**Exercise goal**
Could you output every record below exactly as it appears?

━━━━━ Available data ━━━━━

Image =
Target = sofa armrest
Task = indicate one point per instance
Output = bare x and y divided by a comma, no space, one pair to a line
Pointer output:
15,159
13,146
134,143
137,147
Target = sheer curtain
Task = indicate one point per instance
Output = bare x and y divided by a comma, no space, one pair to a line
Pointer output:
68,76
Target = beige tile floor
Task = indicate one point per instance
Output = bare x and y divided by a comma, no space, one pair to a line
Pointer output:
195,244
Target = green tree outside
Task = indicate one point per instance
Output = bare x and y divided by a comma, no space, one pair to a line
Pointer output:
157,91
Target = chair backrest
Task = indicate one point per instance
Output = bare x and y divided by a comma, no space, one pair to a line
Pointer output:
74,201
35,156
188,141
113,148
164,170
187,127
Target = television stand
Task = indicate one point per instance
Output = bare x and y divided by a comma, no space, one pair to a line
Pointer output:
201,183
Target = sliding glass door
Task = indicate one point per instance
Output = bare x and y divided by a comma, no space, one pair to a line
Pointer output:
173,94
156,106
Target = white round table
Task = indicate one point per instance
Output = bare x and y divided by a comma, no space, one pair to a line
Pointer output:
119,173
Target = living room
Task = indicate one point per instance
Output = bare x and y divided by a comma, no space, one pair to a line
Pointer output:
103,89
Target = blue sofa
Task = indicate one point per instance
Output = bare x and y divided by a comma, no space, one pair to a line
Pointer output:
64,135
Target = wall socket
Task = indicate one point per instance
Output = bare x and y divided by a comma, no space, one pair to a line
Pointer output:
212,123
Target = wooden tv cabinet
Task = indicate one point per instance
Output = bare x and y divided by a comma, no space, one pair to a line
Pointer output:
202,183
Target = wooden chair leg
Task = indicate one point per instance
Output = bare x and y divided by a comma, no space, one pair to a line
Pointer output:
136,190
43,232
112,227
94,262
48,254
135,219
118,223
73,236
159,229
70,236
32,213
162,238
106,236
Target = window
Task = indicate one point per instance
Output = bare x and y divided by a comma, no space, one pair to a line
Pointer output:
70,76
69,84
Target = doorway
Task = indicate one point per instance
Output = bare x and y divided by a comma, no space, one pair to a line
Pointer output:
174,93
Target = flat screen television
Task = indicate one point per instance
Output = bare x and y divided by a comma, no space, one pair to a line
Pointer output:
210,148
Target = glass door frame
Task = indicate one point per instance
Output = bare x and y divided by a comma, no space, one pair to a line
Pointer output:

━━━━━

**Response below**
Image =
Target = sofa armrest
Task = indicate one point per instance
Output = bare x and y divided by a comma, no space, one pair to a line
Pointer output:
15,159
13,146
134,143
137,147
Target = sheer curtain
Task = indicate one point per instance
Output = bare x and y divided by a comma, no space, one pair to a line
Pointer output:
68,76
Target = beige tile floor
Task = indicate one point per instance
Output = bare x and y divided by a comma, no space, one pair to a line
Pointer output:
195,244
Target = green tree outside
Task = indicate one point per instance
Output = bare x and y divided by a comma, no space, one pair to a line
Pointer output:
157,91
Target = chair backrest
Task = indicate one point per instance
Output = bare x and y divided by a comma, no space, one pair to a line
Pointer output:
74,201
35,156
188,141
113,148
164,170
187,127
Target = television stand
Task = indicate one point per instance
Output = bare x and y divided by a comma, no space, one pair to a line
Pointer output:
201,183
Target = sliding glass door
Task = indicate one point per instance
Output = bare x and y divided by a comma, no space, one pair to a line
Pointer output:
173,94
156,106
Target = white round table
Task = indicate one point per instance
Output = bare x and y divided by a comma, no space, one pair to a line
Pointer output:
119,173
Target = living room
Task = indicate one point per instance
Output = bare x and y divided by a comma, no space, one pair to a line
Pointer output:
103,89
Target = blue sofa
Task = indicate one point per instance
Output = bare x and y divided by a comma, no space, one pair to a line
Pointer output:
64,135
Target = wall socket
Task = indicate one point per instance
Output = bare x and y divided by a comma, no space, one pair to a line
Pointer output:
212,123
Target = wooden tv cabinet
Task = indicate one point per instance
Output = bare x and y divided by a comma, no space, one pair to a line
Pointer output:
202,183
Target = wooden chair leg
Task = indicate one point per instance
Output = bare x and y divided by a comma, no space, one pair to a line
Pointer output:
136,190
43,232
112,227
94,262
48,254
135,219
118,223
73,236
159,229
70,236
32,213
162,238
106,236
Target = window
Task = indicate one point per instance
Output = bare x and y divided by a comma, no space, one pair to a line
Pointer output:
70,76
69,84
Target = doorway
Task = indicate one point per instance
Output = bare x and y divided by a comma, no space, one pair to a line
Pointer output:
174,93
Target = flat screen television
Task = indicate one point per instance
Output = bare x and y divided by a comma, no space, one pair to a line
Pointer output:
210,148
Target = glass door frame
Task = indicate one point per instance
Output = bare x and y divided by a comma, no space, one pair to a line
Pointer output:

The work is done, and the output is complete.